- _WRITTEN TASK_
Extract every line of the entries below that contains the word "backpack". Uppercase and lowercase letters count as different.

- _RECORDS_
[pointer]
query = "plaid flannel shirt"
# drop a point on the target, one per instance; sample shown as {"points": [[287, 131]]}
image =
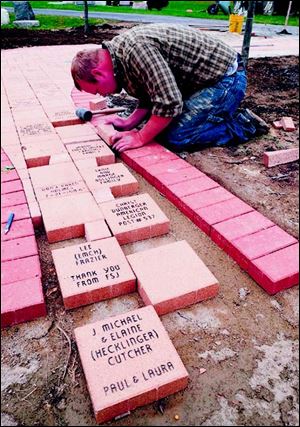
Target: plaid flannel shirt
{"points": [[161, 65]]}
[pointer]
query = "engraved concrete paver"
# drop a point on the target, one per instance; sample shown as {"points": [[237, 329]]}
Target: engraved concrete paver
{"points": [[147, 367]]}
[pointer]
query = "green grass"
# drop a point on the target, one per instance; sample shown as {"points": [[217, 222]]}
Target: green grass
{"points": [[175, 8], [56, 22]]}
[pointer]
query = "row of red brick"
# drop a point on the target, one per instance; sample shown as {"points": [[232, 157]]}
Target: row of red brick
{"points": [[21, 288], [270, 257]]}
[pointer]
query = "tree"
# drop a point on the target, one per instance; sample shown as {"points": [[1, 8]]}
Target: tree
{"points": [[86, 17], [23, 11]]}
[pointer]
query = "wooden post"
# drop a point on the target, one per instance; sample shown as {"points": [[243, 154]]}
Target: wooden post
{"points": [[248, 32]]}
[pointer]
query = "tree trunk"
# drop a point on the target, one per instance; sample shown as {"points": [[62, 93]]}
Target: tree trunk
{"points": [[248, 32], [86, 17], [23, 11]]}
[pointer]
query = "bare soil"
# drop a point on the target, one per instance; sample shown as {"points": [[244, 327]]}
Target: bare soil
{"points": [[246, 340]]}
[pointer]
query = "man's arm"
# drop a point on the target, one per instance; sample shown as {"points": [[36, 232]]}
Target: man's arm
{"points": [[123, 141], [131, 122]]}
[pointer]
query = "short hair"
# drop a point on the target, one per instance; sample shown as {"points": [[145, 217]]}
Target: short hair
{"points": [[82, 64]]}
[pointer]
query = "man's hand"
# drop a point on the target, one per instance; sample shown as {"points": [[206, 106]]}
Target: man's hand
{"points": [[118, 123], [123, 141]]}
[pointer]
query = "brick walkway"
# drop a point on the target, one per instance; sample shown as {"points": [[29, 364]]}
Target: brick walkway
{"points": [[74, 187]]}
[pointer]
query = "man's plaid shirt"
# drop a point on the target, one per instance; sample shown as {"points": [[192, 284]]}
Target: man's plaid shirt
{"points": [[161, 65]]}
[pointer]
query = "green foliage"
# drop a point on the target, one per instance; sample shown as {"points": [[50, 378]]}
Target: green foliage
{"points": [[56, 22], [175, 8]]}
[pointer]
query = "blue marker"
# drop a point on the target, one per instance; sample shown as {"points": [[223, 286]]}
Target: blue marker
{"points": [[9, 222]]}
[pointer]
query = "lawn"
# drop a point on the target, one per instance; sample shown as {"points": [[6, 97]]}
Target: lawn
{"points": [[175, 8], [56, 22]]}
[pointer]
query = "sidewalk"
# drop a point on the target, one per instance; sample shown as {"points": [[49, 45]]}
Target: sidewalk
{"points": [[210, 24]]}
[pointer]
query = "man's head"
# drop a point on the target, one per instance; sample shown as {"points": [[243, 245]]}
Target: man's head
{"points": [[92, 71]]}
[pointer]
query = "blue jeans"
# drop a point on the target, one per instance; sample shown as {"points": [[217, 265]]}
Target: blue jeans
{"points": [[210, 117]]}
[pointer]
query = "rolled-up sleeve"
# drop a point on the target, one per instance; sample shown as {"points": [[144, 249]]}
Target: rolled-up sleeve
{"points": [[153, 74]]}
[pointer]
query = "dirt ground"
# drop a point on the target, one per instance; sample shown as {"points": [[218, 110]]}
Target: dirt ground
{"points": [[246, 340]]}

...

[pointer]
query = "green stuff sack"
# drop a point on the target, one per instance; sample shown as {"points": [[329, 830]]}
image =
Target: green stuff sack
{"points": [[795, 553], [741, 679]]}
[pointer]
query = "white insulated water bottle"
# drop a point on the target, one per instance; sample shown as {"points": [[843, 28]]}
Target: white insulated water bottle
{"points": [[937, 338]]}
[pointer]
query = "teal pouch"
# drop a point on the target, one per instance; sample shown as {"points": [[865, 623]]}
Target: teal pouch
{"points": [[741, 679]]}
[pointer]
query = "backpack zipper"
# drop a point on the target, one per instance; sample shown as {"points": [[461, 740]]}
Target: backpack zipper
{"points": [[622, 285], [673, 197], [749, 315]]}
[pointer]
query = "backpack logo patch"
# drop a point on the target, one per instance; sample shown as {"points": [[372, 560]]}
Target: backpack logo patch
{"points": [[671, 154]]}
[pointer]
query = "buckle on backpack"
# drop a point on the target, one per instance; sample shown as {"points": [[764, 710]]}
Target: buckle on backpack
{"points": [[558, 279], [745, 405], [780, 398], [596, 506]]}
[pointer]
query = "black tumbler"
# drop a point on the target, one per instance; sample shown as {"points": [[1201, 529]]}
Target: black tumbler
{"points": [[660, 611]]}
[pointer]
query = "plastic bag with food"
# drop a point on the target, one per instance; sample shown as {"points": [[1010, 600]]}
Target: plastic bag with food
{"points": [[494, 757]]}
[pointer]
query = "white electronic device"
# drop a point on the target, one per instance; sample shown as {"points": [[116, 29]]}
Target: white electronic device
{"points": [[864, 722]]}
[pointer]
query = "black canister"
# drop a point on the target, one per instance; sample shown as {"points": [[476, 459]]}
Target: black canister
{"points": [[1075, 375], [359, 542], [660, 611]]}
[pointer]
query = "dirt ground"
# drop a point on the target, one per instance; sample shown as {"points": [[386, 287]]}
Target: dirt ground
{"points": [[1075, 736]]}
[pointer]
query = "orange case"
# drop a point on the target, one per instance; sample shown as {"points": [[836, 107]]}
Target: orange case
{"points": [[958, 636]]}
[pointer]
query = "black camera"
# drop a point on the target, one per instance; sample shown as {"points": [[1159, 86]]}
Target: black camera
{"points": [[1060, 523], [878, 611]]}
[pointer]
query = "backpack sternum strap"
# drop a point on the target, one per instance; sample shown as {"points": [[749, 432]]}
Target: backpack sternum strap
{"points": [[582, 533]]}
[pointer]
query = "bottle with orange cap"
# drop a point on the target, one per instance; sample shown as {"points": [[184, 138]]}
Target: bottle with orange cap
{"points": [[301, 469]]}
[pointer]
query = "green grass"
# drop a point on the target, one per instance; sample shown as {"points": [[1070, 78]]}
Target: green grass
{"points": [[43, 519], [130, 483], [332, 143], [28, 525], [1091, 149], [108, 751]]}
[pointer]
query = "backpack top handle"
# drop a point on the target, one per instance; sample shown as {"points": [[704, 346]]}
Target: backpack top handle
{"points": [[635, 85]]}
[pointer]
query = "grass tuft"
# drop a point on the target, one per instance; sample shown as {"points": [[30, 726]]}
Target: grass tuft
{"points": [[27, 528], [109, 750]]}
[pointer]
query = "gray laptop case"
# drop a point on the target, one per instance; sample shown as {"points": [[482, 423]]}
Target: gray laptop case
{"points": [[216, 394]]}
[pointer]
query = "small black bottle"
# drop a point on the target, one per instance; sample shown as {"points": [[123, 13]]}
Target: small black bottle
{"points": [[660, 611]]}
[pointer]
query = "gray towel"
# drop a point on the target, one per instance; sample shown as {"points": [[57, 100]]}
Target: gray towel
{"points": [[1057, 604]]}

- _FINISHED ANSWER_
query = "backpack zipper"
Target: backpack zipper
query = "backpack logo patch"
Target: backpack logo patch
query = "buckle on backpack"
Target: buckle on backpack
query = "backpack sternum strap"
Target: backpack sternum strap
query = "backpack top handle"
Target: backpack top handle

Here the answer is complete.